* ЗАДАНИЕ 1 *
Когда, согласно воспоминаниям о детстве в годы войны, провожали отца на фронт?
* ЗАДАНИЕ 2 *
Выпишите из воспоминаний о детстве в годы войны отрывок, начиная со слов «Автор очередной публикации» и заканчивая словами «т.е. до 1951 г.».
* ЗАДАНИЕ 3 *
Продолжите воспоминания о детстве в годы войны с того места, на котором они заканчиваются.

* ФРАГМЕНТ ТЕКСТА *
━━━━━━
X

  • 22 Ноябрь
  • 2024 года
  • № 130
  • 5629

Пара калош на левую ногу

Автор очередной публикации на тему «Дети войны» — Матрена Серафимовна Конева. Всю жизнь она проработала в Мужах, учителем начальных класов.

Я не помню начала войны. Мне было 4 года. Ко Дню Победы мне исполнилось 8 лет. Детство мое закончилось 10 июля 1951 г., когда в результате пожара мы, четверо детей, лишились дома, имущества и мамы (скончалась от ожогов в 36 лет).

Все, что я помню, не могу обозначить точной датой, только знаю, что это было еще при маме, т.е. до 1951 г.

В памяти осталось много народа в клубе, и мы стоим рядом с мамой и отцом. Это был сентябрь 1941 г. — проводы отца на фронт. Его я совершенно не помню, а что уж говорить о двухгодовалой сестре Тамаре и двухмесячном брате Альберте. Старшему брату Василию — 8 лет. А маме было всего 26.
━━━━━━
* ИСХОДНЫЕ ДАННЫЕ *
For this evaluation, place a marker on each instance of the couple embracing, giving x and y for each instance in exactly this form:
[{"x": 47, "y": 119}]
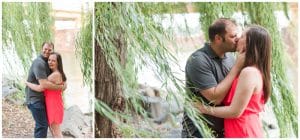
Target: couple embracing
[
  {"x": 44, "y": 86},
  {"x": 234, "y": 92}
]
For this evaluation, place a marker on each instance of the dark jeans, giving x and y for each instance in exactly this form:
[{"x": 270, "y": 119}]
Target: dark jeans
[{"x": 38, "y": 111}]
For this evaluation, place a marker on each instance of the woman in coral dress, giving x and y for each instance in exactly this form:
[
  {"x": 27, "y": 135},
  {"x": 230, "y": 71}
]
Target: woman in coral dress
[
  {"x": 250, "y": 90},
  {"x": 53, "y": 98}
]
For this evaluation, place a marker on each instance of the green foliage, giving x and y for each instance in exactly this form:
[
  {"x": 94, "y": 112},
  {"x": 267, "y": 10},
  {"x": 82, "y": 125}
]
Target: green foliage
[
  {"x": 146, "y": 43},
  {"x": 83, "y": 45},
  {"x": 282, "y": 98},
  {"x": 25, "y": 26}
]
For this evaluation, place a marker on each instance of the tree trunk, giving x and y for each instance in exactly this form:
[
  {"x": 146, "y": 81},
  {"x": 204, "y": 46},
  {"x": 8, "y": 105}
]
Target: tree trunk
[{"x": 108, "y": 89}]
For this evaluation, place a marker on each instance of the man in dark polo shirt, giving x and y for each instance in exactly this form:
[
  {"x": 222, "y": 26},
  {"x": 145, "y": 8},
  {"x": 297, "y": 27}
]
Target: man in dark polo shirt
[
  {"x": 38, "y": 73},
  {"x": 210, "y": 72}
]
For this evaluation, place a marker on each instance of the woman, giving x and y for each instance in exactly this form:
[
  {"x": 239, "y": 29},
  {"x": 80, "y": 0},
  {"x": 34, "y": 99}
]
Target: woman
[
  {"x": 250, "y": 90},
  {"x": 53, "y": 98}
]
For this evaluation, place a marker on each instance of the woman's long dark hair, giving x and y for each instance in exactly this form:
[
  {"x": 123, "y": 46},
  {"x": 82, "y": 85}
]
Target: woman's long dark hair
[
  {"x": 258, "y": 52},
  {"x": 60, "y": 65}
]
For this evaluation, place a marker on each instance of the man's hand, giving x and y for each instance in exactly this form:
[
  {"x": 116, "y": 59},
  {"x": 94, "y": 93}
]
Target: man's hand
[
  {"x": 200, "y": 106},
  {"x": 64, "y": 86}
]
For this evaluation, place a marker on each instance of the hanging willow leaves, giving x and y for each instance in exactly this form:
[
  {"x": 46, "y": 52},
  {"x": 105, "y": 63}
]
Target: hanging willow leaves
[
  {"x": 25, "y": 26},
  {"x": 146, "y": 43},
  {"x": 83, "y": 45}
]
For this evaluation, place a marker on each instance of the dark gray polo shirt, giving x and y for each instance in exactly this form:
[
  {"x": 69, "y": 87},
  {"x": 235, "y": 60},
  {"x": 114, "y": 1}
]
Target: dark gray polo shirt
[
  {"x": 204, "y": 69},
  {"x": 38, "y": 70}
]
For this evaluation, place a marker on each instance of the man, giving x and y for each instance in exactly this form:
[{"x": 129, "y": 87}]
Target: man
[
  {"x": 38, "y": 73},
  {"x": 206, "y": 70}
]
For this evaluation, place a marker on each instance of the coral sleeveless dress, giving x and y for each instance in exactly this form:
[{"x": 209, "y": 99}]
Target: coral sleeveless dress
[
  {"x": 54, "y": 106},
  {"x": 248, "y": 125}
]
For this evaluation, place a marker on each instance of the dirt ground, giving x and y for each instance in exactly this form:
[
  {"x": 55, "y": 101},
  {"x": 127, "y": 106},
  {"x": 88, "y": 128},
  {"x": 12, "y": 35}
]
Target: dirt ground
[{"x": 17, "y": 121}]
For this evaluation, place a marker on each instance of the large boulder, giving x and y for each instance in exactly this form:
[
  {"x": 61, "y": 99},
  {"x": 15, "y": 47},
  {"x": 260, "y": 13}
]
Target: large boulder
[{"x": 75, "y": 123}]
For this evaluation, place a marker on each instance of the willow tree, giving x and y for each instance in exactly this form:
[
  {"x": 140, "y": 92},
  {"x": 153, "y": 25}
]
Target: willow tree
[
  {"x": 282, "y": 97},
  {"x": 127, "y": 38},
  {"x": 84, "y": 50}
]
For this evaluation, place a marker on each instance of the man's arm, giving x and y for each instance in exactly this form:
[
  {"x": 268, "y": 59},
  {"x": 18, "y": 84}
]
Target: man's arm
━━━━━━
* ОТВЕТ 1 *
В сентябре 1941 года.

* ОТВЕТ 2 *
Автор очередной публикации на тему «Дети войны» — Матрена Серафимовна Конева. Всю жизнь она проработала в Мужах, учителем начальных класов.

Я не помню начала войны. Мне было 4 года. Ко Дню Победы мне исполнилось 8 лет. Детство мое закончилось 10 июля 1951 г., когда в результате пожара мы, четверо детей, лишились дома, имущества и мамы (скончалась от ожогов в 36 лет).

Все, что я помню, не могу обозначить точной датой, только знаю, что это было еще при маме, т.е. до 1951 г.

* ОТВЕТ 3 *
Мне мое детство вспоминается как сплошной труд. Труд через игру -соревнование с подружками. Чистили посуду на берегу Оби песком и порошком, который делали сами, перетирая кусочки красного кирпича друг о друга. Чей самовар чище? И так далее.

Жили как все. Только благодаря нашим мамам-труженицам мы не голодали. В округе все держали скот.

У нас, как и у соседей, в стайке всегда стояли корова (и иногда и две), лошадь с жеребенком, теленок или бычок и овцы. Все это немалое «население» надо было кормить, поить, убирать за ним. Воду носили в ведрах на коромысле с Оби. Это было только мое дело. Воды надо было много. А жили мы далеко от Оби.

Было тяжело, но соревновательный дух и тут помогал: кто большее количество раз сходит за водой? Так случилось, что накануне пожара я наносила полную бочку воды, но это, к сожалению, не спасло наш дом.

У моих подружек были старшие сестры, и это облегчало им жизнь. Я же сама была старшей в семье, хотя моложе подружек, и отвечала за многое в доме.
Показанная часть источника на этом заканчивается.